§ SHORT PROBLEM
Can you rewrite every one of the entries below as a JSON list of strings, with one string per line and blank lines left out?

§ SUPPLIED MATERIAL
::::
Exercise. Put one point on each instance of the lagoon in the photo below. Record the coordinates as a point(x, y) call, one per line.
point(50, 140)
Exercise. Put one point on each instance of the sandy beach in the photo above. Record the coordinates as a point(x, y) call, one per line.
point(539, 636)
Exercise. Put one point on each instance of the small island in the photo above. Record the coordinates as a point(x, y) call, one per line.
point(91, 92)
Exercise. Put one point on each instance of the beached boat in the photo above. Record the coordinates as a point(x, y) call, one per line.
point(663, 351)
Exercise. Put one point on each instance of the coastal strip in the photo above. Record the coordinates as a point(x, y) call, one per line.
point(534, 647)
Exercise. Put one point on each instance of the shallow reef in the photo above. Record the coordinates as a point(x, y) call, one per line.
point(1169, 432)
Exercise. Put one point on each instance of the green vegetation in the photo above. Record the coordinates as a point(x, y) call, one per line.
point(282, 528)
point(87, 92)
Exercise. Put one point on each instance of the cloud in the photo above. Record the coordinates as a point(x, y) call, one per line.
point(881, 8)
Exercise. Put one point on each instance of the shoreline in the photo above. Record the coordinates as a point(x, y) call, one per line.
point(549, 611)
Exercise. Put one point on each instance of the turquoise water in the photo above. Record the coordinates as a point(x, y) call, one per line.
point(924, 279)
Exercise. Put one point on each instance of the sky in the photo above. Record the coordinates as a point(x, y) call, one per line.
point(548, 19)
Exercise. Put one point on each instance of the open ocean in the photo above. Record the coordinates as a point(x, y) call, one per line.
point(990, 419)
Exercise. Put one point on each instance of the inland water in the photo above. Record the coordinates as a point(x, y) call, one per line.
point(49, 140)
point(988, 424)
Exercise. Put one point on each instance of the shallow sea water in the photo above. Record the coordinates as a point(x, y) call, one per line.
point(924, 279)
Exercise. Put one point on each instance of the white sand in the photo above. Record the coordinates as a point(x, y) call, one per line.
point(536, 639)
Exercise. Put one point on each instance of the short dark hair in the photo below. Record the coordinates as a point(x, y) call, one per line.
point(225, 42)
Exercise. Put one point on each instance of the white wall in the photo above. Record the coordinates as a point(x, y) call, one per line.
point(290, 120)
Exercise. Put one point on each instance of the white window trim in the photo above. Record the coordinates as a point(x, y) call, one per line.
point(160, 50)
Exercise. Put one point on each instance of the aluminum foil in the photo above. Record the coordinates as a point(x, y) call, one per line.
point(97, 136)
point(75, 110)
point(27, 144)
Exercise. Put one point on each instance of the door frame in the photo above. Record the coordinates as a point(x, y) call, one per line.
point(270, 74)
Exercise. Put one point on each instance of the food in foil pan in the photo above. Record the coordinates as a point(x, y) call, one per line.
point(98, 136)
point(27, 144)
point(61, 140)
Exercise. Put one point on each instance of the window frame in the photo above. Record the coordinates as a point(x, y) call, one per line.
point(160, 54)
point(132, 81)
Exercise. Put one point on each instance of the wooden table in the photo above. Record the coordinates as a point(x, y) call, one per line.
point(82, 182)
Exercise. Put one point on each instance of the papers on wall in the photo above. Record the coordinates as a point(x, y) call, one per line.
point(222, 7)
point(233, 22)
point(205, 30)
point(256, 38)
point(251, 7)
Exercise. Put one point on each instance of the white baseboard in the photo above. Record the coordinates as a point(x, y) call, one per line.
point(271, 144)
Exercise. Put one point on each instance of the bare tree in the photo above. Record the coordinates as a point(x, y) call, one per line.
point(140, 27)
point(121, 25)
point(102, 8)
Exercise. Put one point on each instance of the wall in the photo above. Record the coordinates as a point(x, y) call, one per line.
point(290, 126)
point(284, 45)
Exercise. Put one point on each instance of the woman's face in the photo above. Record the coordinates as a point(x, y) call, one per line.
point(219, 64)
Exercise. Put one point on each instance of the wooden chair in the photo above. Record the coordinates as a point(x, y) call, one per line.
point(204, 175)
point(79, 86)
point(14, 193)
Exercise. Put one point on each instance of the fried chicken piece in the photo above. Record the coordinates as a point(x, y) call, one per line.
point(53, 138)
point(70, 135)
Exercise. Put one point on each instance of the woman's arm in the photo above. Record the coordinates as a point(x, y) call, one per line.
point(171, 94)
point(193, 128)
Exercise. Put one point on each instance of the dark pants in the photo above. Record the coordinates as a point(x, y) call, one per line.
::::
§ WORKED ANSWER
[
  "Exercise. Put one point on each instance of the lagoon in the photo below. Record the coordinates as a point(x, y) call, one per line.",
  "point(50, 140)",
  "Exercise. Put one point on each instance of the sandy beach in the photo above. Record the coordinates as a point(x, y) call, one per line.",
  "point(539, 636)",
  "Exercise. Put one point on each instance of the small island in the photo above. Record the coordinates as a point(x, y) call, one per line.",
  "point(91, 92)",
  "Exercise. Put one point on each instance of the beached boat in the photo above. Record the coordinates as a point(x, y) call, one per line.",
  "point(663, 351)",
  "Exercise. Put one point on each instance of the coastal strip in the photo above. Record the coordinates as a point(x, y) call, one per line.",
  "point(534, 647)",
  "Exercise. Put one point on each instance of the shallow reef in the photo above. Record the coordinates as a point(x, y) call, one per line.",
  "point(1169, 432)",
  "Exercise. Put one point on each instance of the green vegetation in the photo above. Record the coordinates as a point(x, y) call, one per line.",
  "point(282, 528)",
  "point(87, 92)",
  "Exercise. Put one point on each instance of the cloud in the photo above. Record the coordinates as a point(x, y) call, one per line.",
  "point(881, 8)",
  "Exercise. Put one point on each instance of the shoreline in the photo above. Record the coordinates as a point(x, y) call, one per line.",
  "point(549, 611)",
  "Exercise. Put one point on each instance of the turquoise water in the photo above. Record the coordinates as a point(x, y) call, one per line.",
  "point(924, 279)",
  "Exercise. Put one point on each instance of the sky in the photo above. Record the coordinates as a point(x, y) call, one per line.",
  "point(548, 19)",
  "Exercise. Put one point on each instance of the open ocean in the photo above. Record the coordinates as a point(x, y) call, one per line.",
  "point(990, 419)",
  "Exercise. Put one point on each instance of the inland water in the photo above. Record the coordinates as a point(x, y) call, one per line.",
  "point(49, 140)",
  "point(988, 424)",
  "Exercise. Put one point on each instance of the shallow sea water in the photo above. Record the coordinates as a point(x, y) call, one per line.",
  "point(924, 279)",
  "Exercise. Put one point on each instance of the white sand in the photo above. Record the coordinates as a point(x, y) call, one per line.",
  "point(536, 639)",
  "Exercise. Put one point on each instance of the short dark hair in the photo below. Record the coordinates as a point(x, y) call, one per line.",
  "point(225, 42)",
  "Exercise. Put one point on each instance of the white wall in the photo above. Record the coordinates as a point(x, y) call, one per line.",
  "point(290, 120)",
  "Exercise. Put one point on each instance of the white window trim in the photo above. Record the coordinates as a point(x, y) call, one per line.",
  "point(160, 50)",
  "Exercise. Put one point on each instance of the aluminum foil in the photo above. Record the coordinates as a point(x, y) call, one per line.",
  "point(97, 136)",
  "point(75, 110)",
  "point(27, 144)",
  "Exercise. Put one point on each instance of the door frame in the photo above. Record the coordinates as a point(x, y) call, one per line.",
  "point(270, 74)",
  "Exercise. Put one point on each instance of the food in foil pan in the photo above. Record the coordinates as a point(x, y) call, one per line.",
  "point(98, 136)",
  "point(27, 144)",
  "point(61, 140)",
  "Exercise. Put one point on each instance of the window frame in the photo above. Record the coordinates as a point(x, y) call, one per line.",
  "point(160, 54)",
  "point(132, 81)",
  "Exercise. Put one point on each instance of the wooden table in the photo above. Record the coordinates as a point(x, y) call, one per line.",
  "point(82, 182)",
  "Exercise. Put one point on each instance of the papers on wall in the photo above. Record the coordinates as a point(x, y) call, one per line.",
  "point(222, 7)",
  "point(233, 22)",
  "point(205, 30)",
  "point(256, 38)",
  "point(251, 7)",
  "Exercise. Put one point on each instance of the white baseboard in the photo above. Record the coordinates as a point(x, y) call, one per line.",
  "point(271, 144)",
  "Exercise. Put one point on each instance of the bare tree in the photo above. Record the coordinates as a point(x, y) call, one per line.",
  "point(140, 27)",
  "point(121, 25)",
  "point(102, 8)",
  "Exercise. Put one point on each instance of the wall in the photo above. Record the coordinates as a point(x, y) call, one per line.",
  "point(290, 126)",
  "point(284, 45)",
  "Exercise. Put one point on each instance of the woman's face in the photo above. Record the coordinates as a point(x, y) call, one per line.",
  "point(219, 64)",
  "Exercise. Put one point on each instance of the wooden chair in the photo above. Record the coordinates as a point(x, y) call, one per line.",
  "point(204, 175)",
  "point(79, 86)",
  "point(14, 193)",
  "Exercise. Put one point on each instance of the fried chicken piece in the photo above. Record the coordinates as a point(x, y) call, one per line.",
  "point(53, 138)",
  "point(70, 135)",
  "Exercise. Put one point on each instance of the woman's arm in the photo above. Record the coordinates as a point(x, y) call, one per line.",
  "point(171, 94)",
  "point(193, 128)",
  "Exercise. Put one point on each instance of the dark pants in the photo above. Record the coordinates as a point(x, y) call, one per line."
]